Dataset rows showing where objects appear:
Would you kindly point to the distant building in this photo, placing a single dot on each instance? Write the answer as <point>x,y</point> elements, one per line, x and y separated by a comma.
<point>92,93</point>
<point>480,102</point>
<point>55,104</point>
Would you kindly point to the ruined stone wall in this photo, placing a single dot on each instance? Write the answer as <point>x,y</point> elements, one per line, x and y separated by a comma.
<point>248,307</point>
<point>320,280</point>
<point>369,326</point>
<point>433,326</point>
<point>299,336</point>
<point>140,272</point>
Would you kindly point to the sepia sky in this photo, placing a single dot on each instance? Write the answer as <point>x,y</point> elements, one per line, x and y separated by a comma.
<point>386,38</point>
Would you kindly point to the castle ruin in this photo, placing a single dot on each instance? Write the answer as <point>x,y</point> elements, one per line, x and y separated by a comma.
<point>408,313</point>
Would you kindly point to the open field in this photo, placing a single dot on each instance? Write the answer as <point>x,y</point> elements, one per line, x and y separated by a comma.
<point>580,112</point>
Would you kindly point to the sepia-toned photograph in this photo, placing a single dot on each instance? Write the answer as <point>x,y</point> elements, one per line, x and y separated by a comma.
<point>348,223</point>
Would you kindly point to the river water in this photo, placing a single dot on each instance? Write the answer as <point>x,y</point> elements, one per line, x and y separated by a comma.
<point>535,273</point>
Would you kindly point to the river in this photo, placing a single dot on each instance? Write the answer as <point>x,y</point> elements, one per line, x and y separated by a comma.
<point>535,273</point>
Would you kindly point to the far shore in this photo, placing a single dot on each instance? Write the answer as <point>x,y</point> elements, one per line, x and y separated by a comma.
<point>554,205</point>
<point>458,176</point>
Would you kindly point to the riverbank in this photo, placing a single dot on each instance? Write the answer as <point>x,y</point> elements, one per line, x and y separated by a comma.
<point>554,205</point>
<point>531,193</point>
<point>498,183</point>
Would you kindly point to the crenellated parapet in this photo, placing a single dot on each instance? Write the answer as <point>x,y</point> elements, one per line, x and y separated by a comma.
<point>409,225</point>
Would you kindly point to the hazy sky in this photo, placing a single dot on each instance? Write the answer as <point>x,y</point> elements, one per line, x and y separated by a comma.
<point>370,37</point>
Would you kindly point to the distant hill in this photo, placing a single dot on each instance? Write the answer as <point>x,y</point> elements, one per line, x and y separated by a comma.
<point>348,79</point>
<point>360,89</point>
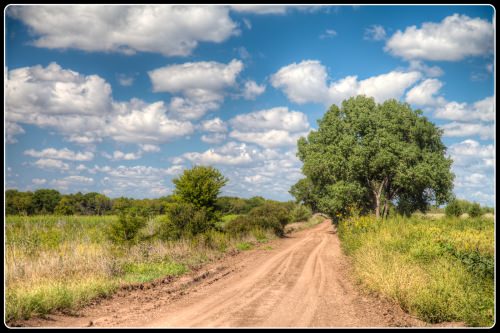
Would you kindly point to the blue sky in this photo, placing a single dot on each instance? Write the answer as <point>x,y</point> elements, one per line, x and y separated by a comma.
<point>120,99</point>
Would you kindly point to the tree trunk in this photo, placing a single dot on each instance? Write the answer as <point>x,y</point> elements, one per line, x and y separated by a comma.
<point>378,193</point>
<point>377,207</point>
<point>386,209</point>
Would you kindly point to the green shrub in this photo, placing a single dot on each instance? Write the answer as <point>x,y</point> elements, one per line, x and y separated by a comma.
<point>270,215</point>
<point>453,209</point>
<point>474,210</point>
<point>300,213</point>
<point>184,219</point>
<point>127,227</point>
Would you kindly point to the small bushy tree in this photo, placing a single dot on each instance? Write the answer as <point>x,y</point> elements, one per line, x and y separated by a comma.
<point>270,215</point>
<point>44,201</point>
<point>300,213</point>
<point>184,219</point>
<point>126,228</point>
<point>65,206</point>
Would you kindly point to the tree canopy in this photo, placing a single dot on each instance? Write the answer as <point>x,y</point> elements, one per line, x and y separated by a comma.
<point>199,186</point>
<point>368,155</point>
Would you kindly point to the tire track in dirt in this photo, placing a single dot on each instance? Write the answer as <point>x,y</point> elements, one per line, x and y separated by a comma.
<point>303,281</point>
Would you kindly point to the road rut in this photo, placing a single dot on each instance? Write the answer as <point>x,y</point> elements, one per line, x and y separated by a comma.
<point>302,280</point>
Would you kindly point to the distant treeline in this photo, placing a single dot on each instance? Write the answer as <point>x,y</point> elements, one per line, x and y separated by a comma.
<point>49,201</point>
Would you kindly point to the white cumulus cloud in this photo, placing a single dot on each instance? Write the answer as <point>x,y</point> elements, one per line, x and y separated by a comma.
<point>252,90</point>
<point>61,154</point>
<point>307,82</point>
<point>270,128</point>
<point>458,129</point>
<point>200,85</point>
<point>164,29</point>
<point>80,107</point>
<point>482,110</point>
<point>454,38</point>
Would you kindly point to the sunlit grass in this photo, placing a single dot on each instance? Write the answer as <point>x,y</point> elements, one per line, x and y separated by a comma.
<point>440,270</point>
<point>63,262</point>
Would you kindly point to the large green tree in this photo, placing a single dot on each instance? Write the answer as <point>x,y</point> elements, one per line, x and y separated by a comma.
<point>367,155</point>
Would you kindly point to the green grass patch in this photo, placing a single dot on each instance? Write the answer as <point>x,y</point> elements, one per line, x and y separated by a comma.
<point>440,270</point>
<point>145,272</point>
<point>48,296</point>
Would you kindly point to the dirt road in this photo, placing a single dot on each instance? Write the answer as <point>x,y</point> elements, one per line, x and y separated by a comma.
<point>300,281</point>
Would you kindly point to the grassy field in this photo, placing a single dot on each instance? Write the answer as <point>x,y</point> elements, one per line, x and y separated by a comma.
<point>62,263</point>
<point>437,269</point>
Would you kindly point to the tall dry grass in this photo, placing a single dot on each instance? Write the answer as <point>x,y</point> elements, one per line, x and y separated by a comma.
<point>62,263</point>
<point>440,270</point>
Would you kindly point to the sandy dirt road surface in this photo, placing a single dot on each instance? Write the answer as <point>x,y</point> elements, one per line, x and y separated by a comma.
<point>302,280</point>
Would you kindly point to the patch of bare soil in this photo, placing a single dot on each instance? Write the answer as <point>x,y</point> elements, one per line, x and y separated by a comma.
<point>302,280</point>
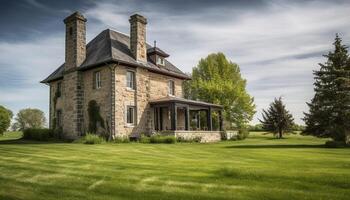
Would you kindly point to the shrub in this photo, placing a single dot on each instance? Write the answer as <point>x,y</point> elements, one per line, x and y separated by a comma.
<point>334,144</point>
<point>162,139</point>
<point>92,139</point>
<point>243,133</point>
<point>144,139</point>
<point>40,134</point>
<point>121,140</point>
<point>192,140</point>
<point>58,133</point>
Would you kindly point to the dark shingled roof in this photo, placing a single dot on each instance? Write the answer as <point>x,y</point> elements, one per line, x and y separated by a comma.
<point>182,100</point>
<point>111,46</point>
<point>156,50</point>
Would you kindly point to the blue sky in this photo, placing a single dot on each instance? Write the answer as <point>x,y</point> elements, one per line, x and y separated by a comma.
<point>277,44</point>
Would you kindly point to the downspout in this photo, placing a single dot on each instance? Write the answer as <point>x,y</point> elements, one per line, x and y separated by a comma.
<point>113,131</point>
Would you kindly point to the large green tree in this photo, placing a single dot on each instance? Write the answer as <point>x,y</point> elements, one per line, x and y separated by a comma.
<point>277,118</point>
<point>30,118</point>
<point>218,80</point>
<point>329,114</point>
<point>5,119</point>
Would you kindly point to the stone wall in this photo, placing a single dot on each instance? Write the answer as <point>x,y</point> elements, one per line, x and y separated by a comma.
<point>138,37</point>
<point>101,95</point>
<point>77,91</point>
<point>148,86</point>
<point>72,92</point>
<point>75,41</point>
<point>59,102</point>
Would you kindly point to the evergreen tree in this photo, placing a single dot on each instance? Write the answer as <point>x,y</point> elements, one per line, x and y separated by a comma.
<point>217,80</point>
<point>5,119</point>
<point>277,118</point>
<point>329,114</point>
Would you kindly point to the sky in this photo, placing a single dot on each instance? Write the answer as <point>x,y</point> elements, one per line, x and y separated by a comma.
<point>277,44</point>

Exercise brief
Update the material above by changing every "placing a single dot" to "putting one dot" and leaving everything else as it is. Leave the pictures out of your answer.

Solution to this exercise
Would you kindly point to the distant building in this photo, putting one dot on each instance? Write the answer as <point>x,y</point> elements, one per line, x and y separated by a comma.
<point>92,93</point>
<point>480,102</point>
<point>55,104</point>
Would you kindly point to the ruined stone wall in this photo, putting one dot on each instance? Write the answer as <point>x,y</point> elements, one per line, x and y separated by a comma.
<point>248,307</point>
<point>320,280</point>
<point>369,326</point>
<point>433,326</point>
<point>299,336</point>
<point>140,272</point>
Would you kindly point to the sepia sky in this photo, putting one dot on each instance? Write the answer as <point>x,y</point> elements, one per line, x and y separated by a comma.
<point>386,38</point>
Would you kindly point to the castle ruin in this photo, putting one dot on each instance? Write the answer as <point>x,y</point> elements, one per line, x and y separated by a comma.
<point>408,313</point>
Would you kindly point to the open field in this photo, putting one dot on each instance? Write the answer as <point>x,y</point> elements, one per line, x and y separated by a comma.
<point>580,112</point>
Would you kindly point to the sepia-toned photograph in this photo, putting one dot on each instance? Write the answer as <point>x,y</point> elements, one per line, x and y separated by a comma.
<point>348,223</point>
Would you kindly point to the river water in this photo, putting one dot on each instance? Write the answer as <point>x,y</point> elements, one per line, x and y separated by a comma.
<point>535,273</point>
Would you kindly point to the river in this photo, putting one dot on each instance? Write the answer as <point>x,y</point> elements, one per line, x and y separated by a comma.
<point>535,273</point>
Would you kindly point to the far shore in this photo, putting one dot on each instance? Write the answer as <point>x,y</point> elements, one per line, x and y separated by a comma.
<point>554,205</point>
<point>458,176</point>
Would you kindly point to the riverbank in this photo, putting one dot on each instance? Write the answer as <point>x,y</point> elements, one per line, x and y separated by a comma.
<point>554,205</point>
<point>531,193</point>
<point>498,183</point>
Would you kindly point to the crenellated parapet in this photo, putting one dot on each instance? Write the answer as <point>x,y</point> elements, one per line, x and y separated by a comma.
<point>409,225</point>
Would you kindly point to the hazy sky in this photo, putting one dot on each instance? Write the answer as <point>x,y</point> elements, one per line, x and y separated by a comma.
<point>370,37</point>
Would you kindly point to the distant hill in this photo, putting one dot on each instance? Write the answer as <point>x,y</point> elements, one per line, x and y separated by a comma.
<point>348,79</point>
<point>360,89</point>
Would you kindly point to the blue sky in this photo, putting one dot on each instance? Write the answer as <point>x,y</point> elements, one per line, x and y separated by a comma.
<point>120,99</point>
Would you kindly point to the tree trunk in this photo, putting one dot on each instance? Write the answer as <point>x,y</point> elements, one per line, x and y separated by a comma.
<point>378,193</point>
<point>377,207</point>
<point>386,209</point>
Would you kindly point to the green shrub in this photo, putting one dot on each instance? Write the answer as <point>x,y</point> elements, one per line, x and y separated by a comma.
<point>270,215</point>
<point>453,209</point>
<point>474,210</point>
<point>300,213</point>
<point>184,219</point>
<point>127,227</point>
Would you kindly point to the small bushy tree in this photo, putting one dot on each instance? Write the answer as <point>x,y</point> elements, one per line, x and y separated by a comma.
<point>270,215</point>
<point>44,201</point>
<point>300,213</point>
<point>184,219</point>
<point>126,228</point>
<point>65,206</point>
Would you kindly point to the tree canopy in this photo, putting one dot on each instance? Write the answer as <point>x,y</point> elements, one per line, x and y separated by a comma.
<point>199,186</point>
<point>368,155</point>
Would you kindly point to the tire track in dirt in this photo, putting one dot on each instance? Write the answer as <point>x,y</point> elements, one per line, x and y separated by a comma.
<point>303,281</point>
Would you kindly point to the road rut in this photo, putting one dot on each instance? Write the answer as <point>x,y</point> elements, one per line, x and y separated by a comma.
<point>302,280</point>
Would you kindly point to the distant treeline in this photo, putting one dot on each instance? Write the answer as <point>x,y</point> elements, one per line, x and y separated by a comma.
<point>49,201</point>
Would you kindly point to the white cumulus cloud in this photo, putting one dot on each instance? Write the answer as <point>x,y</point> elements, one per line, x and y separated by a comma.
<point>252,90</point>
<point>61,154</point>
<point>307,82</point>
<point>270,128</point>
<point>458,129</point>
<point>200,85</point>
<point>164,29</point>
<point>80,107</point>
<point>482,110</point>
<point>454,38</point>
Would you kindly point to the sunlit grass in this photo, putting one dot on each instance? Write the answer as <point>x,y</point> elements, one per line, x and y separated by a comma.
<point>440,270</point>
<point>63,262</point>
Would you kindly point to the large green tree in this photo, putting one dot on each instance? Write the answer as <point>x,y</point> elements, one per line, x and y separated by a comma.
<point>367,155</point>
Would you kindly point to the green grass patch in this photo, putting one dot on each instance? Write the answer as <point>x,y</point> elements, one per line, x and y separated by a comma.
<point>440,270</point>
<point>145,272</point>
<point>48,296</point>
Would you kindly point to the dirt road in this photo, putting one dot on each instance? Write the answer as <point>x,y</point> elements, one per line, x and y separated by a comma.
<point>300,281</point>
Would you kindly point to the grassy field in this photo, putting one dot on each instance? Write the answer as <point>x,y</point> elements, one per line, x and y separated by a comma.
<point>62,263</point>
<point>437,269</point>
Would you kindly point to the tall dry grass in this photo, putting one dot on each instance? Write the answer as <point>x,y</point> elements, one per line, x and y separated by a comma.
<point>62,263</point>
<point>440,270</point>
Would you kindly point to the sandy dirt road surface in this photo, putting one dot on each instance? Write the answer as <point>x,y</point> elements, one per line, x and y separated by a comma.
<point>302,280</point>
Would you kindly point to the patch of bare soil in this photo, putting one dot on each instance? Write the answer as <point>x,y</point> elements, one per line, x and y separated by a comma.
<point>302,280</point>
Would you kindly point to the shrub in this photo, putting one dot on each instance? Write the answer as <point>x,y</point> elements, one per line, x and y separated by a comma.
<point>334,144</point>
<point>162,139</point>
<point>92,139</point>
<point>243,133</point>
<point>144,139</point>
<point>40,134</point>
<point>121,140</point>
<point>192,140</point>
<point>58,133</point>
Would you kindly point to the dark shingled roof in this photo, putting one dot on each instance? Write the answer as <point>x,y</point> elements, one per line, x and y separated by a comma.
<point>182,100</point>
<point>111,46</point>
<point>156,50</point>
Would you kindly point to the blue sky in this photo, putting one dot on each instance? Write the answer as <point>x,y</point> elements, one per line, x and y separated by a comma.
<point>277,44</point>
Would you kindly point to the downspout in this photo, putting one dot on each instance? Write the answer as <point>x,y</point> elements, one per line, x and y separated by a comma.
<point>113,131</point>
Would you kindly point to the large green tree in this photo, putting one dot on each instance? Write the answer as <point>x,y</point> elements, one per line, x and y separated by a comma.
<point>277,118</point>
<point>30,118</point>
<point>218,80</point>
<point>329,114</point>
<point>5,119</point>
Would you kindly point to the stone wall in this photo, putting one dot on each instance? Write the answer as <point>x,y</point> elements, one per line, x and y separated by a comma.
<point>138,37</point>
<point>101,95</point>
<point>77,91</point>
<point>148,86</point>
<point>72,92</point>
<point>75,41</point>
<point>59,102</point>
Would you kindly point to the evergreen tree in this photo, putting one dot on each instance? Write the answer as <point>x,y</point> elements, one per line, x and y separated by a comma.
<point>217,80</point>
<point>5,119</point>
<point>277,118</point>
<point>329,114</point>
Would you kindly point to the sky in this photo, putting one dot on each instance? Write the answer as <point>x,y</point> elements, one per line, x and y separated by a comma.
<point>277,44</point>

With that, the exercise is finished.